Nicole Cooley of Gardiner stresses the importance of contacting everyone in your network who may have been exposed, no matter how difficult the call is to make.

GARDINER, Maine — When Nicole Cooley learned her 8-year-old son tested positive for COVID-19, she says she went white.

The diagnosis terrified her but not for the reason you might think.

"The nurse practitioner says, 'Mom, he's going to be fine.' And I said, 'I know he's going to be just fine, I'm worried about the other people we've interacted with.'" 

Like many families, the Cooley's were keeping their circle tight, but the kids were still going to school and dance classes.

Cooley says the news was emotional for a number of reasons. "It just becomes this overwhelming moment of 'oh my gosh,' and then, am I going to be ostracized because I'm positive?"

While there was fear of the stigma, Cooley says there was a much greater fear one of her children could have passed the virus along to her elderly mother. 

Holding back tears, Cooley tells NEWS CENTER Maine, "To have to deliver the news to my mom that, 'By the way, we've had it and you've interacted with us and I feel horrible. I feel horrible because I don't know how your body is going to react to it.'"

The brief interaction with her mother came over the Thanksgiving holiday. Cooley says the family had been particularly careful leading up to the holiday, knowing her mother would be joining them. While they knew it was a risk, Cooley had very recently and abruptly lost her father, and it was important to them to have the family together.

Fortunately, her mother did not contract the virus. "We cried and laughed and thanked heaven that she was negative," Cooley said.

Clinical psychologist Christopher Muncie says feelings of guilt associated with COVID-19 are common. 

"Some people have been experiencing feelings of guilt for just having contracted the virus. Somehow this feeling of their body has let them down, their weak and vulnerable. Or maybe transmitted to someone else and feeling that they're somehow responsible as if they knowingly afflicted harm. In the majority of cases, it's irrational," Muncie said.

→ **Records provided**:
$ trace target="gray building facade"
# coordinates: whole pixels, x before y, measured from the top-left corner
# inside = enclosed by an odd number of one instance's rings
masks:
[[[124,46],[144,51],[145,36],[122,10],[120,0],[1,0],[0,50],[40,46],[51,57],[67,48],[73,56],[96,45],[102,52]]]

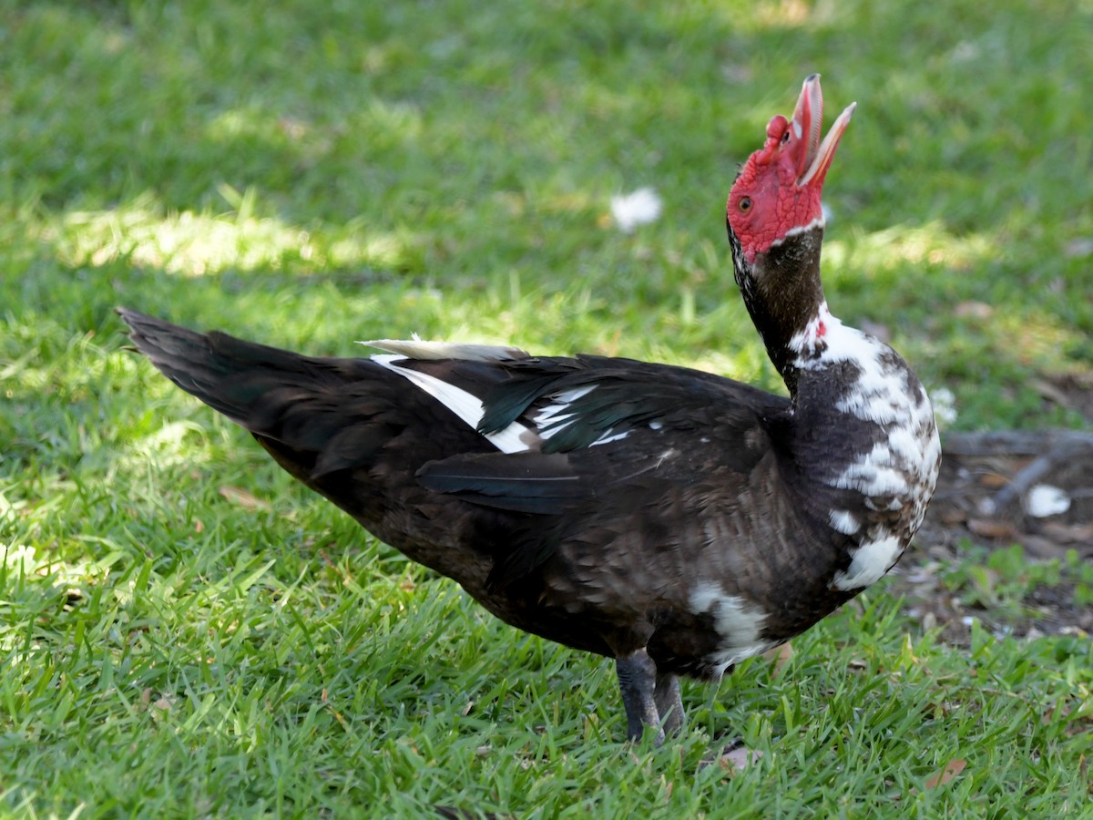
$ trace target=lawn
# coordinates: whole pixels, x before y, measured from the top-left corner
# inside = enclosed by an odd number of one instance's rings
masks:
[[[780,389],[724,203],[820,71],[828,117],[858,102],[832,311],[954,430],[1088,426],[1035,384],[1093,372],[1091,42],[1089,0],[4,2],[0,816],[1093,817],[1088,635],[945,641],[882,582],[630,745],[609,663],[293,483],[113,313]],[[647,186],[662,216],[618,230]],[[1007,554],[947,583],[1091,606],[1082,560]],[[731,738],[753,763],[704,765]]]

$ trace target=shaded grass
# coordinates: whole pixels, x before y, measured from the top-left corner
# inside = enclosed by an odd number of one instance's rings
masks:
[[[609,665],[315,501],[121,352],[111,313],[776,388],[722,202],[821,70],[859,103],[827,185],[833,309],[888,327],[957,425],[1077,425],[1031,382],[1093,363],[1088,3],[7,8],[2,811],[1088,816],[1086,637],[973,626],[964,652],[882,586],[780,672],[687,687],[678,741],[630,747]],[[622,235],[608,200],[642,185],[665,215]],[[736,735],[755,765],[702,765]]]

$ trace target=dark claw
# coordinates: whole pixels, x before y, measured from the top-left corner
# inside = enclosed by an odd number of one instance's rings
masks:
[[[657,665],[645,649],[615,658],[622,703],[626,707],[626,736],[640,740],[646,726],[657,730],[656,745],[683,728],[683,702],[674,675],[658,675]]]

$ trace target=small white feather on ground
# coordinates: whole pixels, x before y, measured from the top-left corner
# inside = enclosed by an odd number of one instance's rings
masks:
[[[1070,496],[1050,484],[1036,484],[1025,496],[1025,512],[1033,518],[1047,518],[1070,509]]]
[[[619,230],[633,233],[638,225],[656,222],[663,204],[653,188],[638,188],[633,194],[611,197],[611,216]]]

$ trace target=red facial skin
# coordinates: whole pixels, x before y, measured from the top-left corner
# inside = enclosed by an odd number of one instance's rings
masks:
[[[791,120],[780,114],[766,126],[766,142],[748,157],[729,191],[729,225],[748,262],[795,229],[823,224],[820,195],[851,105],[821,144],[823,96],[819,75],[804,81]]]

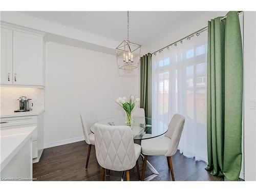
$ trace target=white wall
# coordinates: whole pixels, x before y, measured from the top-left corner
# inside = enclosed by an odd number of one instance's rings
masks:
[[[124,115],[115,101],[133,93],[132,79],[119,76],[114,55],[47,43],[45,146],[83,139],[80,111]]]
[[[256,180],[256,12],[244,13],[245,179]]]

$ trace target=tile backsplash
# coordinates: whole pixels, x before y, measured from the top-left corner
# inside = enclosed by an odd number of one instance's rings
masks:
[[[24,96],[32,99],[33,109],[45,109],[45,89],[30,88],[1,87],[0,91],[1,112],[18,109],[17,99]]]

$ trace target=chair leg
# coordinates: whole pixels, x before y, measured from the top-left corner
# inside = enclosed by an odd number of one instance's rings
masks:
[[[101,167],[101,181],[104,181],[105,179],[105,168]]]
[[[174,167],[173,167],[173,161],[172,161],[171,157],[167,157],[167,160],[168,161],[168,164],[169,166],[169,169],[170,170],[170,173],[172,174],[172,178],[173,179],[173,181],[175,181],[174,179]]]
[[[139,163],[138,160],[136,161],[136,167],[137,167],[137,173],[138,173],[138,177],[139,178],[139,181],[140,181],[140,168],[139,167]]]
[[[130,181],[130,170],[127,170],[125,171],[125,173],[126,174],[126,181]]]
[[[169,169],[170,169],[170,164],[169,164],[169,161],[168,160],[168,157],[166,157],[167,158],[167,164],[168,164],[168,168]]]
[[[143,167],[142,168],[142,175],[141,176],[141,181],[144,180],[144,176],[145,176],[145,171],[146,170],[146,160],[147,159],[147,155],[144,156]]]
[[[86,160],[86,169],[88,167],[88,163],[89,162],[90,153],[91,153],[91,148],[92,148],[92,145],[90,144],[88,147],[88,151],[87,152],[87,159]]]

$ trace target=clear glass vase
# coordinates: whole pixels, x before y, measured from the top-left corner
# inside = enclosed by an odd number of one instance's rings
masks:
[[[132,125],[132,112],[126,111],[126,122],[125,122],[128,126]]]

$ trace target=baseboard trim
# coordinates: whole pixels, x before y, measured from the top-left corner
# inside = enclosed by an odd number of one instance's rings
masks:
[[[61,141],[55,141],[49,143],[45,143],[44,145],[44,148],[47,148],[50,147],[53,147],[54,146],[65,145],[66,144],[75,143],[76,142],[83,141],[84,140],[84,137],[75,137],[74,138],[62,140]]]

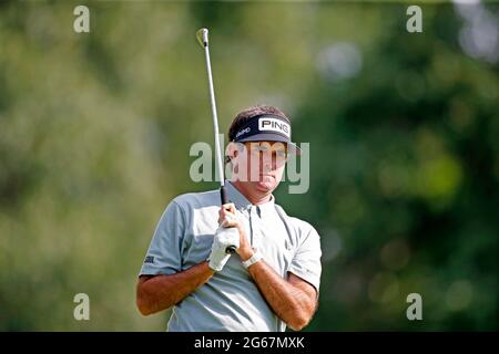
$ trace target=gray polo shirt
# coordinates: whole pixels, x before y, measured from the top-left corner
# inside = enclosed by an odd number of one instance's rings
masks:
[[[227,196],[246,235],[281,277],[288,272],[318,292],[320,243],[307,222],[288,217],[272,200],[252,205],[230,181]],[[140,274],[174,274],[207,259],[218,227],[220,190],[185,194],[170,202],[156,227]],[[167,331],[284,331],[237,254],[205,284],[173,306]]]

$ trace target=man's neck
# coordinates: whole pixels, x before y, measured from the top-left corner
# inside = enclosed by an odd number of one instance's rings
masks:
[[[272,198],[272,192],[268,194],[252,194],[245,185],[240,180],[233,180],[231,184],[243,195],[252,205],[258,206],[268,202]]]

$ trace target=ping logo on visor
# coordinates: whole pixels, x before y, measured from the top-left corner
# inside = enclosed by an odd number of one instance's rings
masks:
[[[281,134],[291,137],[291,127],[289,124],[282,119],[269,118],[269,117],[261,117],[258,118],[258,131],[265,132],[277,132]]]
[[[285,142],[291,143],[291,125],[284,118],[262,114],[249,119],[234,136],[234,142]]]

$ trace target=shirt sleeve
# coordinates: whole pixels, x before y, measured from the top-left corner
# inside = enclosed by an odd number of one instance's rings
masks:
[[[140,275],[170,275],[181,271],[184,222],[184,212],[173,200],[156,226]]]
[[[320,238],[317,231],[313,227],[309,227],[293,258],[288,271],[314,285],[317,293],[320,285]]]

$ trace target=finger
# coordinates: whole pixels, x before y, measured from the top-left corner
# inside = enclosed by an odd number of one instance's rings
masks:
[[[222,210],[235,214],[235,206],[233,202],[227,202],[222,206]]]

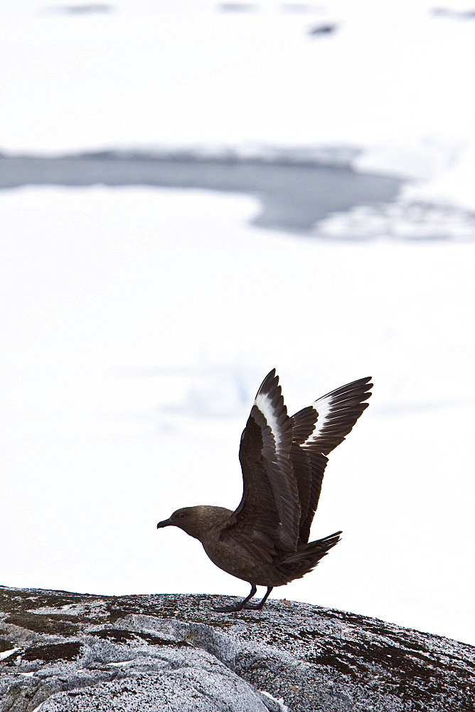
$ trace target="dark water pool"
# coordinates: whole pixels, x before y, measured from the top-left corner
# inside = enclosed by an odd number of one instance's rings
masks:
[[[97,184],[247,193],[262,206],[255,224],[306,234],[332,212],[393,201],[401,181],[361,174],[348,167],[262,159],[131,158],[107,153],[0,158],[0,189]]]

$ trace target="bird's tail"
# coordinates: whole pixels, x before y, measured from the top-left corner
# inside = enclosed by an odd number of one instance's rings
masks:
[[[301,578],[309,571],[314,569],[320,559],[328,554],[332,547],[338,544],[340,534],[341,532],[336,532],[323,539],[301,545],[296,552],[289,553],[279,562],[279,568],[282,573],[289,576],[289,580]]]

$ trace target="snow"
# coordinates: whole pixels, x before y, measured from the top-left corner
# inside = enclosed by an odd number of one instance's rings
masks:
[[[372,375],[312,530],[342,541],[277,598],[475,643],[474,244],[298,238],[199,191],[0,193],[1,583],[245,595],[156,522],[234,508],[276,367],[289,412]]]
[[[0,152],[284,154],[407,183],[319,239],[250,226],[240,195],[0,193],[1,583],[246,595],[155,524],[238,504],[272,367],[291,412],[370,374],[313,530],[343,539],[274,592],[475,644],[475,21],[455,0],[218,5],[4,0]]]
[[[353,147],[416,201],[473,211],[475,21],[463,3],[4,0],[0,150]],[[299,10],[299,11],[296,11]],[[321,24],[336,31],[313,36]]]

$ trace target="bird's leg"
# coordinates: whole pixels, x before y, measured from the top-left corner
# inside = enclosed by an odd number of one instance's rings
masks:
[[[243,601],[240,603],[235,603],[233,606],[212,606],[211,607],[214,611],[218,611],[218,613],[237,613],[238,611],[242,611],[245,607],[247,601],[250,601],[252,596],[255,596],[257,592],[257,589],[255,587],[254,584],[252,584],[251,592],[249,594],[247,598],[245,598]],[[270,593],[270,591],[266,594],[265,598],[267,597]]]
[[[274,588],[273,586],[267,586],[267,593],[262,601],[260,601],[259,603],[247,603],[246,604],[246,605],[245,605],[244,607],[249,608],[253,611],[261,611],[264,608],[264,604],[269,598],[269,594],[270,593],[270,592],[272,590],[273,588]]]

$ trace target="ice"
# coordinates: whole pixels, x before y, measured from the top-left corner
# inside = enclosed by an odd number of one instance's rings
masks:
[[[475,642],[473,242],[301,239],[250,226],[257,209],[199,191],[0,194],[1,583],[246,595],[156,522],[237,506],[272,367],[290,412],[372,375],[312,530],[343,538],[277,597]]]
[[[416,202],[473,211],[474,23],[454,0],[50,11],[67,4],[1,4],[0,151],[351,147],[358,169],[416,181]],[[312,37],[322,23],[337,31]]]

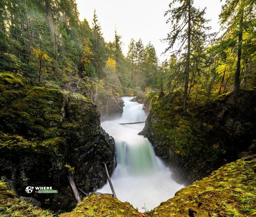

→ **What you have to do**:
In the news story about Nicole Cooley, how old was her son when he tested positive for COVID-19? This material has no connection to the text.

→ **Exercise answer**:
He was 8 years old.